--- Task requirements ---
Could you repeat, word for word, every line from the one containing "Provide the segmentation of every instance of the <item>bare" through the final line of the records below, and nothing else?

╭─ Task material

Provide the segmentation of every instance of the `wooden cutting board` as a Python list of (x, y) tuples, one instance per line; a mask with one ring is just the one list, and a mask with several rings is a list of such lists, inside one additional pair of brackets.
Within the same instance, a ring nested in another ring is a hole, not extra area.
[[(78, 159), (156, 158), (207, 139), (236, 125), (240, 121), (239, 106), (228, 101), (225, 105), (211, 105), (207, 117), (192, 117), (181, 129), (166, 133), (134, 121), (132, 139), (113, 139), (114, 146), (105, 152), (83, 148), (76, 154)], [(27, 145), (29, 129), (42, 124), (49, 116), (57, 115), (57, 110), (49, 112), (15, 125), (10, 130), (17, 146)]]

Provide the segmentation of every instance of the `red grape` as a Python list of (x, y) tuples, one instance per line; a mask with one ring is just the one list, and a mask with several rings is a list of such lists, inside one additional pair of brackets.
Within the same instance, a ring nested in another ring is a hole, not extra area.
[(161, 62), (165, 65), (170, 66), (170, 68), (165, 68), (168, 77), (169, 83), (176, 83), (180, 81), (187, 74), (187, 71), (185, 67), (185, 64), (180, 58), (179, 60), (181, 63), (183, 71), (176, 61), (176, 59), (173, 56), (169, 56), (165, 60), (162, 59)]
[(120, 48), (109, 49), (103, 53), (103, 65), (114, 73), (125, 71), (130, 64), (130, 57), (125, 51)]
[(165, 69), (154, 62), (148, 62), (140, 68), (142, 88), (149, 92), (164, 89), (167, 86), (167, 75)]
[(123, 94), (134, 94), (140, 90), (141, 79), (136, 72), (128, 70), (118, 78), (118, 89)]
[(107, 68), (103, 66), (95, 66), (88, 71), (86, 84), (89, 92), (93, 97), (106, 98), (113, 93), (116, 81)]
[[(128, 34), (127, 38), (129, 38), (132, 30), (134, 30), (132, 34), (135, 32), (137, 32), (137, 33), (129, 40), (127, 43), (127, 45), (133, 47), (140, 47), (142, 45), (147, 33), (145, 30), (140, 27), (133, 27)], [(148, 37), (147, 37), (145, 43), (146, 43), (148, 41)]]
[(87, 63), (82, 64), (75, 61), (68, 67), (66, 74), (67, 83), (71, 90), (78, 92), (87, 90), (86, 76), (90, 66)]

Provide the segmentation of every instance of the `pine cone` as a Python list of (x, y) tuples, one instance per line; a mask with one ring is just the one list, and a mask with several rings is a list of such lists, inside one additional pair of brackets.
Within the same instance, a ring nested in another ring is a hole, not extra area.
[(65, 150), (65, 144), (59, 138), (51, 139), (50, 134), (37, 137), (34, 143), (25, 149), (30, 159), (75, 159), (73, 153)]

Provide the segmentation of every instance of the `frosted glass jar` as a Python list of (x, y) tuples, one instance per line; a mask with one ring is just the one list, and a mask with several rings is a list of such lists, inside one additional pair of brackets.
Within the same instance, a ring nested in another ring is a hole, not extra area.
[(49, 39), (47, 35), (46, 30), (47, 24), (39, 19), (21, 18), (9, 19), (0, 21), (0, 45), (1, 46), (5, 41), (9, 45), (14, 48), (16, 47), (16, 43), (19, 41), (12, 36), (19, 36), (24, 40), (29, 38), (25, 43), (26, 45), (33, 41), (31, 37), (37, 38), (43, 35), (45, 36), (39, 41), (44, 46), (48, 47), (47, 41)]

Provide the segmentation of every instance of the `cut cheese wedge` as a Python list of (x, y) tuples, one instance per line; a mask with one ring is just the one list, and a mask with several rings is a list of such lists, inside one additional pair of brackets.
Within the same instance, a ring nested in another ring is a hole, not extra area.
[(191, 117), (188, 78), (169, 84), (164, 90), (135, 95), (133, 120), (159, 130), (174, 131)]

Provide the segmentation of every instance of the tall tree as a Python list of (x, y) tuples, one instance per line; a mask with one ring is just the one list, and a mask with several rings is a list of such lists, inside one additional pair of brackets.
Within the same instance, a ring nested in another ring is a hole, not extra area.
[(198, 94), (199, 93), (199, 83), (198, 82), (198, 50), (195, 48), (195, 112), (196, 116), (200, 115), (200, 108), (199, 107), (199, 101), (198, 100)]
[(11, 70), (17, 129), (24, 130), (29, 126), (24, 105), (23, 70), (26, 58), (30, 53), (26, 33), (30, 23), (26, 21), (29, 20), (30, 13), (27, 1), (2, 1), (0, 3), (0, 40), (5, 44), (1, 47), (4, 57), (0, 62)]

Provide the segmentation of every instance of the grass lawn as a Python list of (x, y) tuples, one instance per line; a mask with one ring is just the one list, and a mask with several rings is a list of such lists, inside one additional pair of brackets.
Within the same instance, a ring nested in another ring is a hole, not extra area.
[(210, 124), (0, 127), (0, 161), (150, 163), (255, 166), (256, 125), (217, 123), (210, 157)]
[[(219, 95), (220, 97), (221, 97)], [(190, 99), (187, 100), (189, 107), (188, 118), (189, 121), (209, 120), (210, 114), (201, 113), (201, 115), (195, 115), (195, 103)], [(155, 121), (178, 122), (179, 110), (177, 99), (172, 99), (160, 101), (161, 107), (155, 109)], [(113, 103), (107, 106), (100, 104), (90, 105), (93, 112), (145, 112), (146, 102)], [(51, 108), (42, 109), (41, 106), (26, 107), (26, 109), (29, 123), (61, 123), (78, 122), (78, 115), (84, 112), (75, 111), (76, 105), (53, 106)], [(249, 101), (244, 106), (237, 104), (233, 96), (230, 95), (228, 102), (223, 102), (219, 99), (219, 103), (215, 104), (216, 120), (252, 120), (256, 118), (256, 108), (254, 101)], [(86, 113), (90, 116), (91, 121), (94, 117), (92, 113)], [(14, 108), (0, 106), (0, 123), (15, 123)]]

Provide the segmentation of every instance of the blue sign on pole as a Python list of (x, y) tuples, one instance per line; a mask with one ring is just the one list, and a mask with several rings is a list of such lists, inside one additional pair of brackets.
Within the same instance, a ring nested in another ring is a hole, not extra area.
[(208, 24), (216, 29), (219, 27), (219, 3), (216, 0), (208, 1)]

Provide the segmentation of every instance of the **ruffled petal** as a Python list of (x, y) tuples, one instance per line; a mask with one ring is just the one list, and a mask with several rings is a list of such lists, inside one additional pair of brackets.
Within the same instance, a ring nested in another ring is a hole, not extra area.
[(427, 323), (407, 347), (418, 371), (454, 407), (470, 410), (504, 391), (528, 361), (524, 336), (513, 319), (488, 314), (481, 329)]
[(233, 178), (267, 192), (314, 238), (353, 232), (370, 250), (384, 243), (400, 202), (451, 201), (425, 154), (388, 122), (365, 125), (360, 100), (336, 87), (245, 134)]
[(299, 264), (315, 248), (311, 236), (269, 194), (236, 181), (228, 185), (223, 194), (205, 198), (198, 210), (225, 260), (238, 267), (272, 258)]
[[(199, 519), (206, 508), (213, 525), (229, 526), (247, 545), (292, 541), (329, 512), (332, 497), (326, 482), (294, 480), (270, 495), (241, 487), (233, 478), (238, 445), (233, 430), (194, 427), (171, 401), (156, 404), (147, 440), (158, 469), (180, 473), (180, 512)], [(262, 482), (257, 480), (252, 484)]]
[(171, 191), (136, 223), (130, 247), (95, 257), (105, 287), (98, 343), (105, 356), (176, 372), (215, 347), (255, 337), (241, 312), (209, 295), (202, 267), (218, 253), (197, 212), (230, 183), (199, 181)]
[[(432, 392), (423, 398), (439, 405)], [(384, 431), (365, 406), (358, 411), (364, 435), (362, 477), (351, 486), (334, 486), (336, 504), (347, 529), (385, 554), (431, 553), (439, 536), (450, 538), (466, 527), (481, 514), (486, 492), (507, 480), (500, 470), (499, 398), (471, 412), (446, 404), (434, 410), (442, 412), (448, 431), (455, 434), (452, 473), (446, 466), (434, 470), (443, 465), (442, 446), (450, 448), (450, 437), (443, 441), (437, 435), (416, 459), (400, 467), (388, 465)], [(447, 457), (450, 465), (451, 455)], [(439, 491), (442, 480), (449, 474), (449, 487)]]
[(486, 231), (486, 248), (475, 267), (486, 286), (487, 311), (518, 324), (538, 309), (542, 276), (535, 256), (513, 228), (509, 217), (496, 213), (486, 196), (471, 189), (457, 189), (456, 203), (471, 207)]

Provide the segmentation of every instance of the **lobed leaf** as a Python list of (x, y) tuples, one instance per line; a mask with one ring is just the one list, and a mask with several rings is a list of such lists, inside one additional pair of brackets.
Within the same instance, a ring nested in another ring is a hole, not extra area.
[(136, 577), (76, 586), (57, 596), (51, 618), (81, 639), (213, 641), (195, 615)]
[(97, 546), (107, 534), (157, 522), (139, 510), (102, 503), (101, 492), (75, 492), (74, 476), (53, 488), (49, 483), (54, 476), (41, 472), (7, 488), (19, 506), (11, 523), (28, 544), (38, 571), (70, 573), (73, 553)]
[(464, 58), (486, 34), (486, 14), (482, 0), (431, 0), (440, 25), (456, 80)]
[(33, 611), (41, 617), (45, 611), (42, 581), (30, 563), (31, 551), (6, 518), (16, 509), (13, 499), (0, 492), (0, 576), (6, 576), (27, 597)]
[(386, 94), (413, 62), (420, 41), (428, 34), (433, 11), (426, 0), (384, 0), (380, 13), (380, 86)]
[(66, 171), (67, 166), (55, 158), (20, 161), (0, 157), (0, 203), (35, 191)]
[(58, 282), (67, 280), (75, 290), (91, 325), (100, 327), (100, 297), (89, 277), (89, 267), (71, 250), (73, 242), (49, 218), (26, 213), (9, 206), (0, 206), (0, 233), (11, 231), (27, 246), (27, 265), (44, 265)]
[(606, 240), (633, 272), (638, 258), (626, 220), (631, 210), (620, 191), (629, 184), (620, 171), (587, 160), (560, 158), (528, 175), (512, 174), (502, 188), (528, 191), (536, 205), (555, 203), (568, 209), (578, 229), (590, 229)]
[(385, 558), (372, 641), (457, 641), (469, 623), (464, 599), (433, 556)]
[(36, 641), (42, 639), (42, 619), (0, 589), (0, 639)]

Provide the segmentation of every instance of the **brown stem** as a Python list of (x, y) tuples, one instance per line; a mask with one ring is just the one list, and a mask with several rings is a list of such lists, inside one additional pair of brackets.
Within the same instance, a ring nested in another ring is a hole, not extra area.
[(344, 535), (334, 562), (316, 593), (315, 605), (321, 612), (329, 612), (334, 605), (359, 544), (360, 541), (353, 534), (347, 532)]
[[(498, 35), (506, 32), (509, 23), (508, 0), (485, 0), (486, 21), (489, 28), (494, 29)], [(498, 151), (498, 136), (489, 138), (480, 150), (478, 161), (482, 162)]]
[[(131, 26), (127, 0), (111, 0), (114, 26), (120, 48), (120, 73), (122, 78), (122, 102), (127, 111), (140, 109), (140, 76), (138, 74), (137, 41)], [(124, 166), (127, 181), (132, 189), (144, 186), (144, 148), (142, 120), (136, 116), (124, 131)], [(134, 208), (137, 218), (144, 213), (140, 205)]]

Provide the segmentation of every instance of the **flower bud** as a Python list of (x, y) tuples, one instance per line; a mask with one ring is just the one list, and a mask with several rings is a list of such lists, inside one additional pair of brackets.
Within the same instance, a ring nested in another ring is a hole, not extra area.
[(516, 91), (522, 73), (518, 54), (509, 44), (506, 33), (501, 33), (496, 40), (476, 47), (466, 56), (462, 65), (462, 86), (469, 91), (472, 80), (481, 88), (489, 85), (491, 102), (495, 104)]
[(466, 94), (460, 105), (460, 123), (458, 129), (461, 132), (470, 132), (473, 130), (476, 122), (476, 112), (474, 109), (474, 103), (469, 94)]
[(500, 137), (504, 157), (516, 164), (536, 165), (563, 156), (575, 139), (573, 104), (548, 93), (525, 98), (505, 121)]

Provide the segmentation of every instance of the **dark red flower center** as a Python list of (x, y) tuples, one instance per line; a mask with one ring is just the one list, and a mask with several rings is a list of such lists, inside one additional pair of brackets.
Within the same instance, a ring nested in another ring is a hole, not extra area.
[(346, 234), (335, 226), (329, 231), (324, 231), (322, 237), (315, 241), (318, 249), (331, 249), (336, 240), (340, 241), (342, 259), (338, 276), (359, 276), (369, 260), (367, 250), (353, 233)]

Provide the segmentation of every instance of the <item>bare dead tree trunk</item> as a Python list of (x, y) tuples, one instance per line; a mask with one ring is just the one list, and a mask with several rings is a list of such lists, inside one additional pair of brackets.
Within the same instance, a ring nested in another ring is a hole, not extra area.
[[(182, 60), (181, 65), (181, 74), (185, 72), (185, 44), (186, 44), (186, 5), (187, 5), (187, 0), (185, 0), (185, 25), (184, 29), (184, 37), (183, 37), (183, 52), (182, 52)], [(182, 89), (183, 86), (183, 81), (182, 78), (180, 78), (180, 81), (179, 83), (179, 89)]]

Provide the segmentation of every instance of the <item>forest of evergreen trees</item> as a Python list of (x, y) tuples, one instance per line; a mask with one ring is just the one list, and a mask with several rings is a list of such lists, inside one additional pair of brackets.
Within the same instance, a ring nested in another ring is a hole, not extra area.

╰─

--- Response below ---
Provide the segmentation of every instance of the <item>bare dead tree trunk</item> as a Python list of (x, y) tuples, one instance per line; a mask with one ring is just the one list, and a mask with several rings is a list of such lists, inside one additional pair of brackets.
Within the same instance, a ring nested in another ring is a hole, not extra area.
[[(182, 60), (181, 65), (181, 74), (185, 72), (185, 44), (186, 44), (186, 5), (187, 5), (187, 0), (185, 0), (185, 25), (184, 29), (184, 37), (183, 37), (183, 52), (182, 52)], [(182, 89), (183, 86), (183, 81), (182, 78), (180, 78), (180, 81), (179, 83), (179, 89)]]

Provide the segmentation of every instance of the <item>forest of evergreen trees</item> as a Python list of (x, y) tuples, one instance per line; a mask with one ring is just the one list, and a mask with several rings is a list of such lists, inside one additional pair of brackets.
Within the same instance, a ring nested in another ring is a hole, not extra area.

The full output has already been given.